### What to do
a. Answer these questions using the results of operations passage, one answer per line, marked as the questions are:
(i) By how many dollars did first-quarter sales increase over the previous year?
(ii) How many new stores did the Company open during the quarter?
(iii) What was gross profit as a percent to sales for the current quarter?
b. Continue the results of operations passage from its last sentence.
--- START Passage given ---
Results of Operations
Sales for the first quarter totaled $3.0 billion, up $50.7 million, or 1.7%
over the previous year. For the first quarter, average store sales increased
1.5% and identical store sales decreased 1.1%.
During the quarter, the Company opened 18 new stores, averaging 50,100
square feet, closed 18 older stores averaging 28,400 square feet and enlarged
or remodeled 24 store locations, having 1,178 locations in operation on
September 18, 1996, compared to 1,176 last year. As of September 18,
1996, retail space totaled 46.2 million square feet, a 4.6% increase over
the prior year. There are 59 new stores and 52 store enlargements or
remodels under construction.
Gross profit increased $63.2 million for the quarter. As a percent to
sales, gross profit for the current quarter was 24.8%, compared to 23.1% in
the previous year. The increase in gross profit margins is a result of an
improved inventory mix in our larger stores.
--- END Passage given ---
--- START Listed records ---
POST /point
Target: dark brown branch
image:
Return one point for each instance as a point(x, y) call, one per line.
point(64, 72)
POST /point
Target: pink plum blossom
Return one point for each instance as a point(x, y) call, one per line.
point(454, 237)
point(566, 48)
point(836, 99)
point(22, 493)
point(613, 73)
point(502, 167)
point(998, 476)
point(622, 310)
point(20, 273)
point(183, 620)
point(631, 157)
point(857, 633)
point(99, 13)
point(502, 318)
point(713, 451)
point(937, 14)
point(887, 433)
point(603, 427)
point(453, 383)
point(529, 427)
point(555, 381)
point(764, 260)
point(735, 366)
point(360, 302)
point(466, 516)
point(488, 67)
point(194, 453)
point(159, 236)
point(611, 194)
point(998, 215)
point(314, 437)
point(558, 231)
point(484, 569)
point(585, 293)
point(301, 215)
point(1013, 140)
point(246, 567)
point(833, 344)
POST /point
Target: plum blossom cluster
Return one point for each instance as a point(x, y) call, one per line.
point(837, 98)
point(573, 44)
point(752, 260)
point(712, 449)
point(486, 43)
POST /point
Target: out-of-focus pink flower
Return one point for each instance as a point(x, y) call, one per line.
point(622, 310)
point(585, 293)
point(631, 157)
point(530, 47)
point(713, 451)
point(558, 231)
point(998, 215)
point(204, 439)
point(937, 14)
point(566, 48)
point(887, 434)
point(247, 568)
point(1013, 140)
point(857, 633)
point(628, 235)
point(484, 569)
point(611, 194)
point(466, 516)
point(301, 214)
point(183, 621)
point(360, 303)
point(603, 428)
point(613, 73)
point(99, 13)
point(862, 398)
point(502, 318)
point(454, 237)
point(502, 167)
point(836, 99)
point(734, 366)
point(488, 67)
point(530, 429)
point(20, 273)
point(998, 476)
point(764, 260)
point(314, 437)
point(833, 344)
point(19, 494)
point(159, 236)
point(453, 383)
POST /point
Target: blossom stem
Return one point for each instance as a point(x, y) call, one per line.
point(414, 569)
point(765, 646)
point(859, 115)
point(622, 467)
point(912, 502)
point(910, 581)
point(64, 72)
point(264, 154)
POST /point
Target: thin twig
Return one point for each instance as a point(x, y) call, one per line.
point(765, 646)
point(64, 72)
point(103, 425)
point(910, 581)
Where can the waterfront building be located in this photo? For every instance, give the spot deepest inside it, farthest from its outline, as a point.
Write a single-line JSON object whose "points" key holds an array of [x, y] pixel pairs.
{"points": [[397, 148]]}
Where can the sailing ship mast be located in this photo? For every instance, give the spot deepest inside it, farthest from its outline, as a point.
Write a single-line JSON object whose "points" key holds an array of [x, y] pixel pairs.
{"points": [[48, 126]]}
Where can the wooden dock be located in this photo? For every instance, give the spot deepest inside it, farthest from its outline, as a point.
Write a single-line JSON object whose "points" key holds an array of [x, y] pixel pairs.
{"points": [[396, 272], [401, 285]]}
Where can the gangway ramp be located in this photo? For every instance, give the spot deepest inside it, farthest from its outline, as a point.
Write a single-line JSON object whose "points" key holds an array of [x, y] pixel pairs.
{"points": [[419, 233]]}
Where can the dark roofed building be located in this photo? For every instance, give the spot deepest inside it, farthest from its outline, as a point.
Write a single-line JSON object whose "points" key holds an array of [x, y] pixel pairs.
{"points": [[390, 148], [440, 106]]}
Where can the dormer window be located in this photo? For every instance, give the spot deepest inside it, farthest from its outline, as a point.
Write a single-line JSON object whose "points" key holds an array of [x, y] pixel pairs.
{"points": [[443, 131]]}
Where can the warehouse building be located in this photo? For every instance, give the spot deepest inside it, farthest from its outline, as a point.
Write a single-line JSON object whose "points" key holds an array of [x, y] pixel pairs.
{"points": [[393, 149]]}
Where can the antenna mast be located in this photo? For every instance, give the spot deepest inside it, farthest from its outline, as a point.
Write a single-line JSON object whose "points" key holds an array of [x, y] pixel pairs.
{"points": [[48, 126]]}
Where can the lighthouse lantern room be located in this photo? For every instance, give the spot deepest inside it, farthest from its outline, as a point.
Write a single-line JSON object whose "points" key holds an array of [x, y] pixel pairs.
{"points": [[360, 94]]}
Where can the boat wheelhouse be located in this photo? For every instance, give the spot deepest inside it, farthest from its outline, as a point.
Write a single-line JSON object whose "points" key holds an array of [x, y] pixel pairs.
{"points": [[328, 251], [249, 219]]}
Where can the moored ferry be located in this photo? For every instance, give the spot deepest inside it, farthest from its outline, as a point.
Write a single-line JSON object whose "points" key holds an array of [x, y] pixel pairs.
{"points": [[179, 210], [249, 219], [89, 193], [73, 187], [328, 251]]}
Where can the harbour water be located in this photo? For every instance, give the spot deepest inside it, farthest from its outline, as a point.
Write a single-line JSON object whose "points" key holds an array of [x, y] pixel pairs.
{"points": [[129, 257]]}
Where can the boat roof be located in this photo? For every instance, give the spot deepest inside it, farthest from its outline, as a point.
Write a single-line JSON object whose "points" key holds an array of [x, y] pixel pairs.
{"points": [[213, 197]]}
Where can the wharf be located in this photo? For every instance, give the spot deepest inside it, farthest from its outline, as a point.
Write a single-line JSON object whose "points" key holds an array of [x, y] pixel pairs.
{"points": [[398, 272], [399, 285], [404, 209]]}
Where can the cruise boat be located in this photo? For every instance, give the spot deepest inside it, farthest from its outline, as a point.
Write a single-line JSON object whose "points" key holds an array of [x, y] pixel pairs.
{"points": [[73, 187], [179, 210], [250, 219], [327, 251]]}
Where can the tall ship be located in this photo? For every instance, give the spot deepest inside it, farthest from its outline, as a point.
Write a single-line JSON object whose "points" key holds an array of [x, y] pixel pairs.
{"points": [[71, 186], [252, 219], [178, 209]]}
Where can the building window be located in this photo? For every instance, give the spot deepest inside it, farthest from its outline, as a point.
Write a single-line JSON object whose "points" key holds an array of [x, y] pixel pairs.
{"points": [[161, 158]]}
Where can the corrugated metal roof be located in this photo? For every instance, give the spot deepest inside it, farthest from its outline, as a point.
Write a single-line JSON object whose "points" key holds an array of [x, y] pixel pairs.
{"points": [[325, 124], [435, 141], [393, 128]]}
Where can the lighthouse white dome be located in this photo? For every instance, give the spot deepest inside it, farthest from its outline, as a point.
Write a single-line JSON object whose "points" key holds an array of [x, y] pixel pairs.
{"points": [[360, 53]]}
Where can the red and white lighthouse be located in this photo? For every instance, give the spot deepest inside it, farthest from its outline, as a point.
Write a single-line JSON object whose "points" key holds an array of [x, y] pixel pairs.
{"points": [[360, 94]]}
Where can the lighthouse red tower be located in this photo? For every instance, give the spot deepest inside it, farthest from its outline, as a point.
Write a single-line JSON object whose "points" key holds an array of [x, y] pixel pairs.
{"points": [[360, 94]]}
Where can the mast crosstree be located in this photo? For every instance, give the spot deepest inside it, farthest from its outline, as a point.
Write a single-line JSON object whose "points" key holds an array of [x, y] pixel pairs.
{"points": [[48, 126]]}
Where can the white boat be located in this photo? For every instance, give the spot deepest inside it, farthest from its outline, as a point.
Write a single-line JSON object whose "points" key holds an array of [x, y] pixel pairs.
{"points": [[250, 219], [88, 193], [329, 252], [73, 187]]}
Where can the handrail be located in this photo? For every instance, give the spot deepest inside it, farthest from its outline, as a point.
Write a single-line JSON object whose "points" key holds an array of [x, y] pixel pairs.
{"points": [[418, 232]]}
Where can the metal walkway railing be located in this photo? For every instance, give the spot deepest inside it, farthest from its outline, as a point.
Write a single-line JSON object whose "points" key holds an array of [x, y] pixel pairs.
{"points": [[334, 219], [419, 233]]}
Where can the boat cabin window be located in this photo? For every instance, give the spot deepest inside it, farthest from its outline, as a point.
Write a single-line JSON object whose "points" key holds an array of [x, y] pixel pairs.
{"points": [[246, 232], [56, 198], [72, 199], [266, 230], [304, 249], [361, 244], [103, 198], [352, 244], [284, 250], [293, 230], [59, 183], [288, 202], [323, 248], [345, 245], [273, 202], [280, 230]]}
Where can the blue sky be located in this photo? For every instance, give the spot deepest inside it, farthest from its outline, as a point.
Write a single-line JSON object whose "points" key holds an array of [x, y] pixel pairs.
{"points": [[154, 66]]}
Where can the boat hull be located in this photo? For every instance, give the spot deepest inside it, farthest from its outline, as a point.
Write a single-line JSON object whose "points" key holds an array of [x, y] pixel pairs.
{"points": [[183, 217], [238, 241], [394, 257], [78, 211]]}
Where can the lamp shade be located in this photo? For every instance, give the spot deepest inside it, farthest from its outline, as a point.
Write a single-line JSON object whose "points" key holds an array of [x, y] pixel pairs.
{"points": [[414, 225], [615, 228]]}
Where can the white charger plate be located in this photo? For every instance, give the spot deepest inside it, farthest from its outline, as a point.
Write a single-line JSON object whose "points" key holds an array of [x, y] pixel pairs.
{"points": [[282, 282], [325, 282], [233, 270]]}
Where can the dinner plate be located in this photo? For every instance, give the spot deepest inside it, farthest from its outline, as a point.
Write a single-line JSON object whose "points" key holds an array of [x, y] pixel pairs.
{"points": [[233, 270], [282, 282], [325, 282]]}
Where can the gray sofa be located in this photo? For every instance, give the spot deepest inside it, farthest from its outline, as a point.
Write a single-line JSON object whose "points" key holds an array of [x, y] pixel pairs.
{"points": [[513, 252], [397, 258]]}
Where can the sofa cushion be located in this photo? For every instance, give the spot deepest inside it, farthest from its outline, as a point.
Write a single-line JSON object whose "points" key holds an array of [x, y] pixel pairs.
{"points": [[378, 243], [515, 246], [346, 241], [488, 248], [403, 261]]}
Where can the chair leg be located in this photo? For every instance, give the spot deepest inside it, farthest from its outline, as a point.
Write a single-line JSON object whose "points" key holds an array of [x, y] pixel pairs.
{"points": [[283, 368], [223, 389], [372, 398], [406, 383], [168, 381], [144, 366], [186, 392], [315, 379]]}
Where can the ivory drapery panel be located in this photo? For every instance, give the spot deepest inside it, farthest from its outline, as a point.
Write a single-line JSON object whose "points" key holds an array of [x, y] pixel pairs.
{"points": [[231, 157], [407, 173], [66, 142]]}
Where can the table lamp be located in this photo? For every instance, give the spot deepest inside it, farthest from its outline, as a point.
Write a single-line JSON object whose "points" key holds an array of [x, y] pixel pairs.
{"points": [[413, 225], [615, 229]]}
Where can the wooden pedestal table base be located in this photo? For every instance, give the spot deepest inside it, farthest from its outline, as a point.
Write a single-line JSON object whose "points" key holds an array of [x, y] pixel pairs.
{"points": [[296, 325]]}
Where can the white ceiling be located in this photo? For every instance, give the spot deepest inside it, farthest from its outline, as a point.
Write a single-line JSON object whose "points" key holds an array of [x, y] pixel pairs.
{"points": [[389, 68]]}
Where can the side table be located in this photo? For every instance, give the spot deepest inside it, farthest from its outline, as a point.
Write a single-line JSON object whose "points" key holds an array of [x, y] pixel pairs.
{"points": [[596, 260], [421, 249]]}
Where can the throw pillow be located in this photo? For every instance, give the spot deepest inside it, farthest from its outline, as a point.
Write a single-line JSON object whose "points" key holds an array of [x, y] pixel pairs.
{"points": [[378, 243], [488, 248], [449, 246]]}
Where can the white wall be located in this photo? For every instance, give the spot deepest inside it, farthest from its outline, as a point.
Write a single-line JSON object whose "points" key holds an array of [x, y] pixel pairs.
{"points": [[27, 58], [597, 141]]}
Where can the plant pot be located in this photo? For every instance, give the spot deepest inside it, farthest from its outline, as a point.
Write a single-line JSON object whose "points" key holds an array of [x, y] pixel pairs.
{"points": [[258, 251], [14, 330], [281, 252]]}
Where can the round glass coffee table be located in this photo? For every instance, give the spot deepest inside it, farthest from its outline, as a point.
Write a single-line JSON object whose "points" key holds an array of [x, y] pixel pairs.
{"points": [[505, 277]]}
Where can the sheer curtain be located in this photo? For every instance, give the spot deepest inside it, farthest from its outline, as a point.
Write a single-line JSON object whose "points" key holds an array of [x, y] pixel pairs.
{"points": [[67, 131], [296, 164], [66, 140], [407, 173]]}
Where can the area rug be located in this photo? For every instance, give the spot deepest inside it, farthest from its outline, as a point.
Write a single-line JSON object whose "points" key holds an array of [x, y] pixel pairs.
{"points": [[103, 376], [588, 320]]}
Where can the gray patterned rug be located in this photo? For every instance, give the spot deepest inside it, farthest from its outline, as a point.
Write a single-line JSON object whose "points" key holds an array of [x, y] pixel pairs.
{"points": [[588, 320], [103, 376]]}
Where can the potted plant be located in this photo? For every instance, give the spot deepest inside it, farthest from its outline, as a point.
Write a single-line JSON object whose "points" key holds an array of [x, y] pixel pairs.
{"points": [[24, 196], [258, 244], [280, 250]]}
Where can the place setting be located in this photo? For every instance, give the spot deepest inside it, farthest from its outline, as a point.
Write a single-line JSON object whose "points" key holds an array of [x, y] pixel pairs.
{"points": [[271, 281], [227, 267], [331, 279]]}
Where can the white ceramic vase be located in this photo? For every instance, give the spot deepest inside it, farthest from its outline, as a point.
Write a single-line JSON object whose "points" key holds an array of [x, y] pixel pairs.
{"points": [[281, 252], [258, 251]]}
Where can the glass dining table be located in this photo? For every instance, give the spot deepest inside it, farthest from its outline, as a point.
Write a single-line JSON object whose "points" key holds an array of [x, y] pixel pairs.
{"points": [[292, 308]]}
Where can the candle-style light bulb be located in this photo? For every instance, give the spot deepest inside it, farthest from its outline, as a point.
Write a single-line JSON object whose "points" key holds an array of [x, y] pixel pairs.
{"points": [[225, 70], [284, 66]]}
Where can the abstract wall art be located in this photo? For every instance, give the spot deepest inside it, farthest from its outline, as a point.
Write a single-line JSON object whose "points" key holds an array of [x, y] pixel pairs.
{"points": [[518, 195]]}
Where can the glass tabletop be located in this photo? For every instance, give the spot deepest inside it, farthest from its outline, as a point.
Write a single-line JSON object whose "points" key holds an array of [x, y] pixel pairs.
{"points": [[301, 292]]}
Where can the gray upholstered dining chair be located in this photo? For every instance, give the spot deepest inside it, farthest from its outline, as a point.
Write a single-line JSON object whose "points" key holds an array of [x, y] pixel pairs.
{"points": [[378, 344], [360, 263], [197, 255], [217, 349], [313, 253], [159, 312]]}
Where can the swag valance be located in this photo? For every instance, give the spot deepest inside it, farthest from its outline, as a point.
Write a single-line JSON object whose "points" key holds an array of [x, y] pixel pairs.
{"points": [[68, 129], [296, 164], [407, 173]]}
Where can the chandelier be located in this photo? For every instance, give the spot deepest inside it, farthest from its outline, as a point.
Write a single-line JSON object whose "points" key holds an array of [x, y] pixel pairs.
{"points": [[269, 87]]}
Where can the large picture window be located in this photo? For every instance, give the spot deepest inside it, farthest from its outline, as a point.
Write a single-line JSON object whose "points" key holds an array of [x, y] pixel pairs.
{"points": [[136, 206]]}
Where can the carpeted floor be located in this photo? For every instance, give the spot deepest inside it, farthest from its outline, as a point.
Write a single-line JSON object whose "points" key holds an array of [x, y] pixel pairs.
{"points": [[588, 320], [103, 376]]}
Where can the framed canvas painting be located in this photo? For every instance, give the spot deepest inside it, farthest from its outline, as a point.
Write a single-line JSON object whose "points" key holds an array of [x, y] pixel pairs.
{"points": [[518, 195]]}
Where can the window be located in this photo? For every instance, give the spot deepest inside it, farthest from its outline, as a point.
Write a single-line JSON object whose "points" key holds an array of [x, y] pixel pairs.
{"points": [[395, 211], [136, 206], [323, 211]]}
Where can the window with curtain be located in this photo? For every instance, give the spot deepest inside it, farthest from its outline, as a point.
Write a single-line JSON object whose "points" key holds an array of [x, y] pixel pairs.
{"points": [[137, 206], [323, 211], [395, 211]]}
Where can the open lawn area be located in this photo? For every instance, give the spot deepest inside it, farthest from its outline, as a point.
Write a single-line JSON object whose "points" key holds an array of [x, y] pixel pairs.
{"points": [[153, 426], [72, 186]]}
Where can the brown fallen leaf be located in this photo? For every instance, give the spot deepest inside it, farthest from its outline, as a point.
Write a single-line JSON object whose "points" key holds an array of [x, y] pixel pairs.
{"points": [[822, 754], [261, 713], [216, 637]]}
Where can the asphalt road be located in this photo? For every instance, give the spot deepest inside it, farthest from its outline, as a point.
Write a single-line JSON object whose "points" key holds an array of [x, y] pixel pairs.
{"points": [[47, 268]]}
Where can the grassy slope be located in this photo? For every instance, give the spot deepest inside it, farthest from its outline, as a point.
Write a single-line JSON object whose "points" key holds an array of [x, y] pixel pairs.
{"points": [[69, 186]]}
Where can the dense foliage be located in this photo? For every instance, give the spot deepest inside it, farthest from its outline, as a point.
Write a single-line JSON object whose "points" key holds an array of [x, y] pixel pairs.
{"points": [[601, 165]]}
--- END Listed records ---
### Expected answers
a.
(i) $50.7 million
(ii) 18
(iii) 24.8%

b.
Operating and administrative expenses increased $62.5 million for the
current quarter. As a percent to sales, operating and administrative
expenses for the current quarter were 23.1%, compared to 21.4% last year. Our
increase in operating and administrative expense is due to a higher payroll
percentage in our larger stores, advertising, insurance premiums, occupancy
cost and depreciation expense.
Cash discounts and other income totaled $26.4 million for the first quarter,
compared to $27.9 million last year. The decrease in cash discounts and
other income is a result of a decrease in interest income.
Investment income for the current quarter totaled $0.1 million compared to
$0.1 million last year.
Interest expense totaled $4.5 million for the current quarter compared to
$8.3 million for the comparable period last year. The decrease in interest
expense for the quarter is related to capital leases.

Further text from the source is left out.